Exercise: Which lines below contain the string "positive"? Find every such line and copy it out in full.
[Opening Data to examine section]
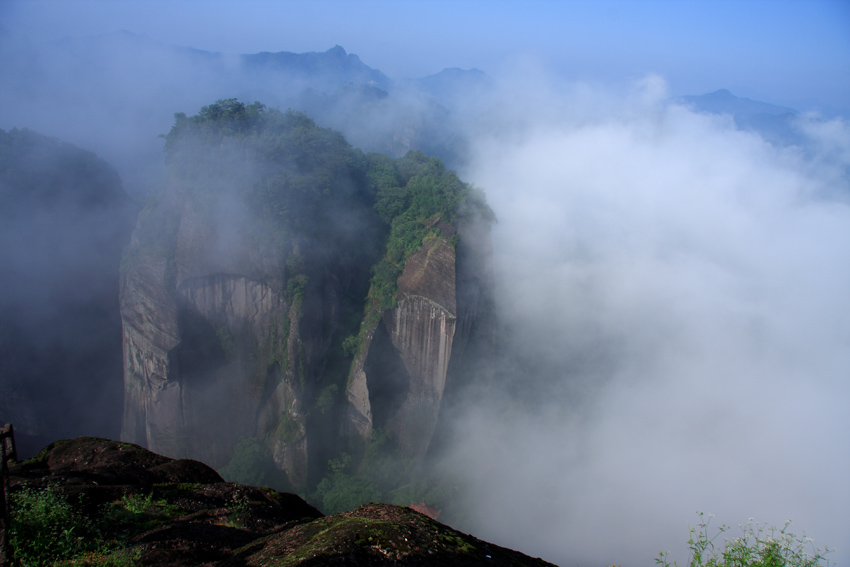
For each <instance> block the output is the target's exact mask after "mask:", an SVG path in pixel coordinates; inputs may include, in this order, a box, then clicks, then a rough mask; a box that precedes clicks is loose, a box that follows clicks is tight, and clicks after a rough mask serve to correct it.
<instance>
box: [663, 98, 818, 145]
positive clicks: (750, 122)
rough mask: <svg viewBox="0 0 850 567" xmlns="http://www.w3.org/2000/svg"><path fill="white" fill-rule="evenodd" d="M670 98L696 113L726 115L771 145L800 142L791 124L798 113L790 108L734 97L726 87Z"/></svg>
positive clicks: (739, 126)
mask: <svg viewBox="0 0 850 567" xmlns="http://www.w3.org/2000/svg"><path fill="white" fill-rule="evenodd" d="M674 101H675V102H679V103H682V104H685V105H686V106H689V107H691V108H693V109H694V110H696V111H698V112H707V113H710V114H728V115H730V116H732V118H733V119H734V120H735V125H736V126H737V127H738V128H739V129H741V130H745V131H749V132H755V133H757V134H759V135H761V136H762V137H763V138H764V139H765V140H766V141H768V142H770V143H772V144H775V145H780V146H790V145H799V144H802V143H804V140H803V138H802V136H801V132H800V131H799V129H798V128H797V126H796V124H795V123H796V121H797V118H798V115H799V113H798V112H797V111H796V110H794V109H793V108H788V107H785V106H777V105H775V104H769V103H766V102H760V101H757V100H752V99H749V98H741V97H737V96H735V95H733V94H732V93H731V92H729V91H728V90H726V89H720V90H717V91H714V92H711V93H708V94H704V95H688V96H683V97H679V98H677V99H674Z"/></svg>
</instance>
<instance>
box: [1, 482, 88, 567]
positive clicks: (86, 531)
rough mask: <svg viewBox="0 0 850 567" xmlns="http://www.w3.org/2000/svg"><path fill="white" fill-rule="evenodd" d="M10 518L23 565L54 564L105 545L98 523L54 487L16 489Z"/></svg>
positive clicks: (20, 564) (17, 545)
mask: <svg viewBox="0 0 850 567" xmlns="http://www.w3.org/2000/svg"><path fill="white" fill-rule="evenodd" d="M11 520H12V521H11V537H10V538H9V540H10V543H11V545H12V552H13V553H14V556H15V559H16V561H17V562H18V563H19V564H20V565H24V566H27V567H39V566H42V565H45V566H46V565H53V564H54V563H55V562H57V561H62V560H67V559H73V558H74V557H76V556H79V555H82V554H84V553H86V552H92V551H99V550H101V549H102V548H103V543H102V542H101V541H99V537H98V533H99V532H98V529H97V526H96V525H95V524H94V523H93V522H92V521H91V520H90V519H89V518H87V517H86V516H85V515H84V514H83V513H82V512H81V511H80V509H79V507H78V506H75V505H73V504H71V503H70V502H68V501H67V500H65V499H64V498H63V497H62V495H61V494H60V493H59V491H58V490H57V489H56V488H54V487H48V488H44V489H32V488H24V489H22V490H21V491H19V492H17V493H14V494H13V495H12V518H11Z"/></svg>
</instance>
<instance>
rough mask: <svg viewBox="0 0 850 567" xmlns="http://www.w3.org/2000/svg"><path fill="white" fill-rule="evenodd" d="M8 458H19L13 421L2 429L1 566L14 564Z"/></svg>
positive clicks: (0, 494)
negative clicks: (1, 517) (12, 544)
mask: <svg viewBox="0 0 850 567" xmlns="http://www.w3.org/2000/svg"><path fill="white" fill-rule="evenodd" d="M7 460H15V461H16V460H18V455H17V451H16V450H15V428H14V427H12V424H11V423H8V424H6V426H5V427H3V428H2V429H0V477H2V478H0V515H2V522H0V567H10V566H11V565H12V559H13V558H12V545H11V542H10V541H9V534H10V533H11V527H12V517H11V516H12V515H11V506H10V505H11V502H10V500H11V498H10V494H9V466H8V463H7Z"/></svg>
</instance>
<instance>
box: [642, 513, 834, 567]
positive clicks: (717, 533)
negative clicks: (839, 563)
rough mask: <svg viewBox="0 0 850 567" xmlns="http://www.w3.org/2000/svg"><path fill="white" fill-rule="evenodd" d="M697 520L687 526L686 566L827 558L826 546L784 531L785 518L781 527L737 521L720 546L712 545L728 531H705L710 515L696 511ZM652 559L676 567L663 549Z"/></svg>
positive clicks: (816, 560) (806, 538)
mask: <svg viewBox="0 0 850 567" xmlns="http://www.w3.org/2000/svg"><path fill="white" fill-rule="evenodd" d="M697 514H698V515H699V522H698V524H697V527H696V528H690V527H689V528H688V531H689V533H690V538H689V539H688V548H689V550H690V558H689V559H688V567H821V566H823V567H826V566H828V565H829V561H828V560H827V559H826V554H827V553H829V552H830V550H829V549H828V548H824V549H820V548H816V547H815V546H814V543H813V541H812V539H811V538H808V537H805V534H803V536H802V537H797V536H795V535H794V534H792V533H791V532H789V531H788V527H789V526H790V525H791V521H790V520H789V521H787V522H785V526H784V527H783V528H781V529H779V528H775V527H768V526H766V525H760V524H758V523H757V522H754V521H753V520H752V519H750V521H749V522H748V523H747V524H746V525H739V527H740V528H741V532H742V534H741V536H739V537H736V538H734V539H729V538H726V537H724V544H723V547H722V549H721V548H720V546H719V545H715V541H716V540H717V538H718V537H720V535H722V534H724V533H726V532H728V531H729V526H725V525H722V526H720V528H718V530H717V533H715V534H714V535H709V531H708V524H709V522H711V518H712V515H711V514H709V515H708V517H707V518H706V517H705V514H703V513H702V512H697ZM655 562H656V563H657V564H658V565H660V566H661V567H671V565H672V566H673V567H678V566H677V564H676V562H673V563H672V564H671V563H670V562H669V561H668V560H667V553H666V552H662V553H659V556H658V557H657V558H656V559H655Z"/></svg>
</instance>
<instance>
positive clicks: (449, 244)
mask: <svg viewBox="0 0 850 567" xmlns="http://www.w3.org/2000/svg"><path fill="white" fill-rule="evenodd" d="M440 228H441V231H440V233H441V234H442V235H445V236H438V237H432V238H429V239H426V242H425V243H424V244H423V247H422V249H421V250H419V251H418V252H416V253H415V254H413V255H411V256H410V258H408V260H407V262H406V263H405V266H404V271H403V273H402V275H401V277H400V278H399V280H398V303H397V305H396V306H395V307H394V308H392V309H390V310H388V311H386V312H385V313H384V315H383V317H382V318H381V319H380V321H379V322H378V323H377V324H376V325H375V326H374V328H373V329H372V330H371V332H370V333H369V334H368V336H367V339H366V341H365V343H366V344H365V345H364V347H363V348H361V352H360V353H359V355H358V357H357V358H356V359H355V361H354V363H353V364H352V370H351V374H350V375H349V382H348V389H347V401H348V407H347V412H346V415H345V422H344V425H343V433H344V434H348V435H353V436H358V437H360V438H362V439H367V438H368V437H369V434H370V433H371V431H372V430H373V429H377V428H379V429H383V430H384V431H388V432H390V433H392V435H393V436H394V437H395V439H396V440H397V442H398V444H399V446H400V447H401V448H402V449H403V450H404V451H405V452H406V453H408V454H410V455H412V456H413V457H414V459H416V460H421V459H422V458H424V456H425V454H426V452H427V451H428V449H429V447H430V443H431V439H432V437H433V435H434V431H435V429H436V427H437V424H438V422H439V417H440V412H441V408H442V406H443V404H444V403H445V394H446V387H447V381H448V379H449V377H450V368H452V367H454V368H462V367H464V366H466V367H471V366H474V365H477V364H479V363H485V365H486V359H487V358H488V357H491V355H492V349H493V346H494V343H493V340H492V338H493V334H492V333H493V329H492V327H490V328H481V327H483V326H486V325H489V324H491V323H492V322H491V321H490V320H489V318H490V317H491V316H492V310H491V309H490V308H489V306H488V305H487V304H486V303H487V301H488V299H489V298H490V297H491V296H492V291H493V290H492V272H491V270H490V266H489V256H488V255H489V223H488V222H485V221H483V220H481V219H478V220H475V221H473V222H468V223H466V224H465V225H464V224H462V225H461V232H462V233H465V234H466V235H467V238H468V240H460V242H461V243H462V244H459V245H457V247H456V246H454V245H453V244H452V243H451V242H450V240H449V239H448V238H446V236H447V237H451V236H452V235H453V234H455V228H454V227H453V226H450V225H446V224H445V223H441V227H440ZM459 274H460V276H459ZM459 314H460V320H459ZM459 331H461V332H459ZM464 354H466V359H464V356H463V355H464ZM473 358H474V360H473ZM467 370H468V368H467ZM453 377H454V381H455V384H454V385H453V386H454V387H455V388H457V387H459V386H461V385H462V383H463V382H464V381H465V380H466V377H465V376H463V375H461V373H460V372H457V371H456V372H454V376H453Z"/></svg>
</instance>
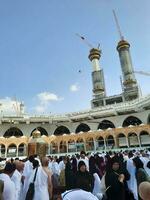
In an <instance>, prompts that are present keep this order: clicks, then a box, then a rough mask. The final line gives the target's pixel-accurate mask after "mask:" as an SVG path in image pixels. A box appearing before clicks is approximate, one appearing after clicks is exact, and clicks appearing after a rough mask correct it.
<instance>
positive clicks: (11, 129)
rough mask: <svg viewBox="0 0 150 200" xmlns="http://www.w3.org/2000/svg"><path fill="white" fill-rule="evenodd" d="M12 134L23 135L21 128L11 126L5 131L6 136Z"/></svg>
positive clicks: (21, 135) (12, 135)
mask: <svg viewBox="0 0 150 200" xmlns="http://www.w3.org/2000/svg"><path fill="white" fill-rule="evenodd" d="M11 136H15V137H21V136H23V133H22V131H21V130H20V129H19V128H17V127H11V128H9V129H8V130H7V131H6V132H5V133H4V137H6V138H8V137H11Z"/></svg>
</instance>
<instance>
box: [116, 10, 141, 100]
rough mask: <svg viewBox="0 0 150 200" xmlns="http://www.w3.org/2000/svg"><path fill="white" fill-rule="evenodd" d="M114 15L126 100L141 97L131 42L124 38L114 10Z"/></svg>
mask: <svg viewBox="0 0 150 200" xmlns="http://www.w3.org/2000/svg"><path fill="white" fill-rule="evenodd" d="M113 15H114V18H115V22H116V25H117V30H118V32H119V36H120V41H119V42H118V45H117V51H118V53H119V59H120V64H121V69H122V75H123V95H124V99H125V100H126V101H130V100H132V99H136V98H138V97H139V89H138V85H137V80H136V78H135V75H134V70H133V65H132V59H131V55H130V44H129V42H128V41H126V40H125V39H124V37H123V35H122V33H121V29H120V26H119V23H118V19H117V16H116V13H115V11H114V10H113Z"/></svg>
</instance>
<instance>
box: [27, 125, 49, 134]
mask: <svg viewBox="0 0 150 200" xmlns="http://www.w3.org/2000/svg"><path fill="white" fill-rule="evenodd" d="M35 130H38V131H40V133H41V136H42V135H46V136H48V133H47V131H46V130H45V128H43V127H37V128H35V129H34V130H33V131H32V132H31V135H30V136H32V133H33V132H34V131H35Z"/></svg>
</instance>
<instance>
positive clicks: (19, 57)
mask: <svg viewBox="0 0 150 200" xmlns="http://www.w3.org/2000/svg"><path fill="white" fill-rule="evenodd" d="M112 9H115V10H116V13H117V16H118V18H119V22H120V25H121V29H122V32H123V35H124V37H125V39H127V40H128V41H129V42H130V44H131V49H130V50H131V56H132V62H133V65H134V68H135V69H136V70H143V71H150V68H149V64H150V56H149V54H150V39H149V37H150V20H149V19H150V12H149V9H150V1H149V0H138V1H137V0H13V1H12V0H5V1H2V0H1V1H0V69H1V73H0V99H1V102H2V103H3V104H4V106H3V107H2V108H1V109H2V110H3V113H5V109H6V110H7V112H8V110H10V109H11V108H12V107H13V108H12V109H14V106H13V105H12V103H14V101H13V100H14V97H16V99H17V100H18V101H23V102H24V104H25V106H26V112H27V113H28V114H50V113H65V112H73V111H79V110H84V109H89V108H90V101H91V99H92V79H91V71H92V67H91V63H90V61H89V60H88V53H89V47H88V46H86V44H85V43H84V42H83V41H81V40H80V39H79V38H78V37H77V36H76V35H75V33H79V34H81V35H83V36H84V37H85V38H87V39H88V40H89V41H90V43H92V44H93V46H95V47H97V45H98V43H100V45H101V49H102V57H101V60H100V65H101V67H102V68H103V70H104V74H105V82H106V90H107V94H108V95H113V94H118V93H121V86H120V79H119V76H120V75H121V67H120V63H119V58H118V53H117V51H116V45H117V42H118V41H119V36H118V32H117V30H116V26H115V22H114V19H113V15H112ZM79 70H81V73H78V71H79ZM136 77H137V80H138V83H139V85H140V86H141V89H142V91H143V94H148V93H149V87H148V84H149V83H150V77H148V76H142V75H139V74H137V75H136ZM8 104H9V106H8ZM6 107H7V108H6ZM8 108H9V109H8ZM14 110H15V109H14Z"/></svg>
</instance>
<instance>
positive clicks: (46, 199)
mask: <svg viewBox="0 0 150 200" xmlns="http://www.w3.org/2000/svg"><path fill="white" fill-rule="evenodd" d="M41 164H42V166H40V167H37V168H35V169H34V171H33V173H32V175H31V177H30V182H32V181H33V179H34V175H35V172H36V170H37V174H36V179H35V182H34V185H35V193H34V198H33V200H42V199H44V200H49V199H50V197H51V196H52V183H51V172H50V171H49V169H48V158H46V157H44V158H42V160H41Z"/></svg>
[Closing Data to examine section]
Task answer:
positive clicks: (750, 122)
positive clicks: (739, 126)
positive clicks: (86, 531)
positive clicks: (20, 564) (17, 545)
positive clicks: (0, 494)
positive clicks: (717, 533)
positive clicks: (816, 560) (806, 538)
positive clicks: (449, 244)
positive clicks: (11, 129)
positive clicks: (21, 135) (12, 135)
positive clicks: (19, 57)
positive clicks: (46, 199)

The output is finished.